## EXERCISE BRIEF
Each entry has to be copied exactly, with nothing missed.

___ SUPPLIED ENTRIES

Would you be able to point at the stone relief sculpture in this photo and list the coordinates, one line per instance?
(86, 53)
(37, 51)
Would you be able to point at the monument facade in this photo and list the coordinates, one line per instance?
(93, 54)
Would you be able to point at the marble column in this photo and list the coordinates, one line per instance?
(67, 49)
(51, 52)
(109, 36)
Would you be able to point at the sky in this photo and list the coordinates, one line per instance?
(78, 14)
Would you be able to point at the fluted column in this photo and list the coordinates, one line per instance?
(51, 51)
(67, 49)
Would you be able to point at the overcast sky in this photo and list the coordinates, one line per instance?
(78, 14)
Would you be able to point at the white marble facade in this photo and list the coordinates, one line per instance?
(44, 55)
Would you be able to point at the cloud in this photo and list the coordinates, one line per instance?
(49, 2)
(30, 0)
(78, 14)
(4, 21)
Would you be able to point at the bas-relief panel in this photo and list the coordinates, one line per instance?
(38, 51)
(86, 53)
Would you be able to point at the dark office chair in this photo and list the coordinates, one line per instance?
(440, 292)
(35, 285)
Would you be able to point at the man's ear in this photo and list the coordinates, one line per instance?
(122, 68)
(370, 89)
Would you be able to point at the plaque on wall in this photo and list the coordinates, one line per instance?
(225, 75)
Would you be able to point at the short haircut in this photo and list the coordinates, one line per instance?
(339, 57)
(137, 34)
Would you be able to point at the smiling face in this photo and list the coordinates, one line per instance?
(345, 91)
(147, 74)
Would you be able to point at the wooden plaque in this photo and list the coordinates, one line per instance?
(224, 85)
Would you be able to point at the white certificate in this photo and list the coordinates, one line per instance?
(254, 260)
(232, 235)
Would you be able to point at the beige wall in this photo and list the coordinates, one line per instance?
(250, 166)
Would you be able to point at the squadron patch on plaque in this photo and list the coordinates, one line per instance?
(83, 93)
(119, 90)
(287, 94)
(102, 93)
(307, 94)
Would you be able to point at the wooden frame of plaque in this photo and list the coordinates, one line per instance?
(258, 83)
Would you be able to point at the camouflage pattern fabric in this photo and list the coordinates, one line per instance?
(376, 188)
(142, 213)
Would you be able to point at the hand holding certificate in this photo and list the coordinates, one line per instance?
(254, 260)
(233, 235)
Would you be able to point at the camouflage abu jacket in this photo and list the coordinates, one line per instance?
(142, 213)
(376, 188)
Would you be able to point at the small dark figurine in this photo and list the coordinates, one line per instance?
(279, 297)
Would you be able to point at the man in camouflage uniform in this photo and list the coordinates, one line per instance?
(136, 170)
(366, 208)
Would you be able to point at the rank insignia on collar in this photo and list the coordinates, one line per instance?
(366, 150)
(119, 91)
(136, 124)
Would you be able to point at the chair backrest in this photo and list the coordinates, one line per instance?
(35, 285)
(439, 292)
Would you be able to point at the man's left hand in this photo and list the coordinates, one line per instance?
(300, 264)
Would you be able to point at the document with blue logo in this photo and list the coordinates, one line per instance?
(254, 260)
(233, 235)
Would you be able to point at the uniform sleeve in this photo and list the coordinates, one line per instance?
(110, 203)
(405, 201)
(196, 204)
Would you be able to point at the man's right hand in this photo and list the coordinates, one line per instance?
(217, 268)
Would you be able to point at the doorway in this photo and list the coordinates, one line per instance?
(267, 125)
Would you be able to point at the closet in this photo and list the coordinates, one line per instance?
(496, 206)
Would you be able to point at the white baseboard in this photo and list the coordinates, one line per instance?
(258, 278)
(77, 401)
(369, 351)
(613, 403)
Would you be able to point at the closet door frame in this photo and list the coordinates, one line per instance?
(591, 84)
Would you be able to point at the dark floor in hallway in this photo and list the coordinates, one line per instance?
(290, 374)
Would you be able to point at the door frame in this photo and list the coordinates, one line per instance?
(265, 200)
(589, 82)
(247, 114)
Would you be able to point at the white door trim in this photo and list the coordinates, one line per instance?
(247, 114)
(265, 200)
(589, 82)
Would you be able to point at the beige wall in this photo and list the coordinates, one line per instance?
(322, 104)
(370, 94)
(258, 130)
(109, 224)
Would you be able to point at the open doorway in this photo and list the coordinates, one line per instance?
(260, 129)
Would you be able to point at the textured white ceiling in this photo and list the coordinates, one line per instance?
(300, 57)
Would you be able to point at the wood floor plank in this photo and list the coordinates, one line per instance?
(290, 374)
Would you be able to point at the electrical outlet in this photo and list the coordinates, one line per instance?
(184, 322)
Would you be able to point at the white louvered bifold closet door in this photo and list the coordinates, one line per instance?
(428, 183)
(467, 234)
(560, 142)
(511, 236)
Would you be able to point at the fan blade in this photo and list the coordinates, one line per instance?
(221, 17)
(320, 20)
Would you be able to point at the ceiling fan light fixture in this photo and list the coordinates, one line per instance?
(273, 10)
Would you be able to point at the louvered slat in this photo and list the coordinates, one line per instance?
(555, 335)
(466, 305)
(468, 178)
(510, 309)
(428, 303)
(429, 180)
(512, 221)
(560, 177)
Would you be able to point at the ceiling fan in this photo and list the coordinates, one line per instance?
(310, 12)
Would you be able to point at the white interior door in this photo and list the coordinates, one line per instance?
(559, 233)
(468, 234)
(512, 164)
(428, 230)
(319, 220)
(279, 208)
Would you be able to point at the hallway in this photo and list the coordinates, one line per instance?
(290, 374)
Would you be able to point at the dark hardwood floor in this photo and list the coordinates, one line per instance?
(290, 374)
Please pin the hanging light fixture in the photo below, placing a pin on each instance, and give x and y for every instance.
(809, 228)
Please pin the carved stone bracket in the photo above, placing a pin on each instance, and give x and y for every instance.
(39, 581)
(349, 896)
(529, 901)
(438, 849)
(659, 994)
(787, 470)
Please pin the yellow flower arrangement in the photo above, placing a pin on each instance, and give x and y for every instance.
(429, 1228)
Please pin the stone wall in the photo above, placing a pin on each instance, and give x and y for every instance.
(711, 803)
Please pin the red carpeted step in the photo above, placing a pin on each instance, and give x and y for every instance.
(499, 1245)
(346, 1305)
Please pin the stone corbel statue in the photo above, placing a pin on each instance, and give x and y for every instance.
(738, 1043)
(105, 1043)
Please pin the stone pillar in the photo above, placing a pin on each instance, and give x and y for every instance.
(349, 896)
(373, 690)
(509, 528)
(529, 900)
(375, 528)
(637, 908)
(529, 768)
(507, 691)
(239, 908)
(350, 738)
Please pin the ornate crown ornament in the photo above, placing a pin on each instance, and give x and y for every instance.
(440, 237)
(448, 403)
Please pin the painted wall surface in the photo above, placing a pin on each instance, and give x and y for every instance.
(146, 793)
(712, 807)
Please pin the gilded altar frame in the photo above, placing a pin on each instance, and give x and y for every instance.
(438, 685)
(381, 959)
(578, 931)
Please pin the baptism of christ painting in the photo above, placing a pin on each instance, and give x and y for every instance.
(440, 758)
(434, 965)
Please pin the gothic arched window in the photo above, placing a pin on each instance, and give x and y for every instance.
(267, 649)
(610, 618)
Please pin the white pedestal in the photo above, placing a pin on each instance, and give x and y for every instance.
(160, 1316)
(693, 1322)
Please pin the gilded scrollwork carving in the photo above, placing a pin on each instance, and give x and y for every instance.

______

## COMPLETE OUTPUT
Would you be able to point at the stone relief sculpture in this photo and list the coordinates, one line per instance?
(86, 53)
(37, 51)
Would you be able to point at the monument facade in this photo and list the coordinates, one line per instance?
(93, 54)
Would you be able to point at the marble column in this photo and list the coordinates, one line per instance?
(67, 49)
(51, 52)
(109, 36)
Would you be able to point at the sky in this photo and list the coordinates, one line per instance?
(78, 14)
Would you be able to point at the fluted column in this photo and list the coordinates, one line per instance?
(51, 51)
(67, 49)
Would you be able to point at the overcast sky in this photo and list the coordinates, one line per instance?
(78, 14)
Would you be able to point at the white marble facade in this photo and list the coordinates, one line per instance?
(44, 55)
Would you be able to point at the cloud in this photo and list the coordinates, one line per instance?
(49, 2)
(30, 0)
(78, 14)
(4, 21)
Would you be able to point at the bas-relief panel in this photo and list the coordinates, one line per instance?
(38, 51)
(86, 53)
Would you be able to point at the dark office chair in this photo and list the coordinates, one line per instance?
(440, 292)
(35, 285)
Would you be able to point at the man's ear in this photo and list the coordinates, one line per instance?
(122, 68)
(370, 89)
Would you be able to point at the plaque on wall in this photo and list the coordinates, one line per instance?
(225, 75)
Would you be able to point at the short haircut in this photo and list the coordinates, one line per instance?
(339, 57)
(137, 34)
Would you be able to point at the smiling face in this photo and list the coordinates, one line per instance?
(345, 91)
(147, 74)
Would you be able to point at the wooden plaque in this photo and list the coordinates, one line per instance?
(224, 85)
Would you be able to point at the white certificate in this photo and list the coordinates, one line per instance?
(254, 260)
(232, 235)
Would you be able to point at the beige wall in this photo and list the coordinates, one line per instance?
(250, 166)
Would you be able to point at the squadron patch on plaque in this photo and list the coordinates, one line per instance?
(83, 93)
(119, 90)
(287, 94)
(102, 93)
(307, 94)
Would you be able to point at the wooden frame of plaque in this photo and list the coordinates, one line per instance?
(258, 83)
Would you be able to point at the camouflage pattern fabric in this photo and list the coordinates, one line per instance?
(376, 188)
(142, 213)
Would you be able to point at the hand holding certificate in this photo and list the coordinates, one line per instance?
(254, 260)
(233, 235)
Would you be able to point at the camouflage abu jacket in this photo and list the coordinates, one line per instance?
(142, 213)
(376, 188)
Would you be able to point at the small dark figurine in this photo and list the coordinates, one line per instance?
(279, 297)
Would you be able to point at the man in camouflage uniform in this photo and list the coordinates, one line per instance?
(136, 170)
(366, 208)
Would you be able to point at the rank insignia on collar in this photo and list the coordinates, one line per instance?
(366, 150)
(119, 91)
(136, 124)
Would you be able to point at the chair backrest in this photo and list the coordinates, one line per instance?
(35, 285)
(439, 292)
Would you be able to point at the man's left hand in this photo and list the coordinates, one line per instance?
(300, 264)
Would you be able to point at the document with blue logo in this photo and list the coordinates, one line per instance?
(254, 260)
(233, 235)
Would you be able to point at the uniform sleeve in this photo and list the coordinates, one line per instance?
(110, 203)
(405, 201)
(196, 204)
Would you be able to point at the man's right hand in this photo and list the coordinates, one line per instance?
(217, 268)
Would you be able to point at the doorway in this photo and list the coordinates, one line per instance?
(267, 125)
Would you be able to point at the closet in this photo and list the coordinates, one line per instance?
(496, 206)
Would you be able to point at the white baseboard in this photo and list the coordinates, one line per instance?
(258, 278)
(77, 401)
(369, 351)
(613, 403)
Would you be able to point at the closet door frame in this photo and list the coordinates, one line per instance?
(591, 84)
Would you be able to point at the dark floor in hallway in this photo and list the coordinates, one line per instance?
(290, 374)
Would you be able to point at the door frame in this photo and list the coordinates, one line per instance?
(265, 200)
(589, 82)
(247, 114)
Would you be able to point at the white door trim in this photo and list the coordinates, one line per instance?
(247, 114)
(265, 200)
(589, 82)
Would you be able to point at the beige wall in this photo and list the coordinates, one line per instance?
(322, 104)
(370, 94)
(258, 130)
(109, 224)
Would you be able to point at the open doorway in this photo and list the coordinates, one line per instance?
(260, 129)
Would you be able to point at the textured white ceiling in this photo and list the coordinates, one line per instance?
(300, 57)
Would you be able to point at the wood floor plank in this photo and list the coordinates, one line per instance?
(290, 374)
Would you be able to point at the electrical outlet in this photo and list the coordinates, one line per instance?
(184, 322)
Would you be able to point at the white louvered bifold closet door in this photo and list the coordinates, one line per instance?
(428, 183)
(467, 234)
(560, 142)
(511, 236)
Would you be able to point at the fan blade in this photo and list the coordinates, one line per instance?
(221, 17)
(320, 20)
Would you be able to point at the ceiling fan light fixture in this photo and list the coordinates, one line per instance?
(273, 10)
Would you be able to point at the louvered slat in this photo and list the coordinates, one line per instance?
(555, 335)
(466, 305)
(468, 178)
(510, 309)
(428, 303)
(429, 180)
(512, 221)
(560, 177)
Would you be able to point at the ceiling fan in this photo and list the coordinates, one line per instance?
(310, 12)
Would you be able to point at the white interior door in this photo and list the coordinates, one line per instance?
(559, 233)
(468, 234)
(512, 164)
(428, 230)
(319, 220)
(279, 208)
Would you be able to point at the hallway in this photo and list the coordinates, one line per instance?
(290, 374)
Would you be able to point at the dark hardwood floor in this photo and list the coordinates, one line per instance?
(290, 374)
Please pin the hanging light fixture in the photo below, placing a pin on each instance, and give x and y for every instance.
(809, 228)
Please pin the carved stone bracket in the photo above, placing a pin on each instance, and give x and y for every instance.
(39, 581)
(349, 896)
(529, 901)
(438, 849)
(659, 994)
(787, 470)
Please pin the yellow flower arrangement in the photo above, placing a pin on each instance, and give x and y for every instance.
(429, 1228)
Please pin the stone wall in the photo above, placing a pin on each instance, and give x and y for every instance.
(711, 803)
Please pin the red carpeted step in the photo above, placing a pin on each instance, and give x and y for every instance.
(499, 1245)
(346, 1305)
Please pin the stone corbel statue in the photo above, placing a pin on each instance, and give x and y for every instance.
(738, 1043)
(105, 1043)
Please pin the stone pillar in the photo above, placing a pin on each instance, and give x and y for every instance.
(349, 896)
(373, 690)
(509, 528)
(529, 900)
(375, 528)
(637, 908)
(529, 768)
(507, 691)
(239, 908)
(350, 738)
Please pin the ornate crown ornament in the photo above, placing a pin on each instance, and give x and y for every instance.
(440, 237)
(448, 403)
Please pin the painted wall surface in the photo above, placing a pin on each instance, and give x and y for every instance.
(146, 793)
(712, 807)
Please pin the gilded altar frame in the photo above, placing a pin on each instance, and give x and y for every instance.
(438, 685)
(381, 959)
(578, 931)
Please pin the baptism of christ painting in the photo above, placing a pin on each instance, and give x and y for every instance.
(440, 758)
(434, 965)
Please pin the gothic arched window in the photo above, placing a pin on each instance, and give x and y for every instance.
(267, 649)
(610, 618)
Please pin the white pedestal in the photo above, placing a pin on each instance, and give x and y for every instance.
(160, 1316)
(693, 1322)
Please pin the gilded scrollwork carving in the photo above, placing a pin on each instance, and give x and y for every instance.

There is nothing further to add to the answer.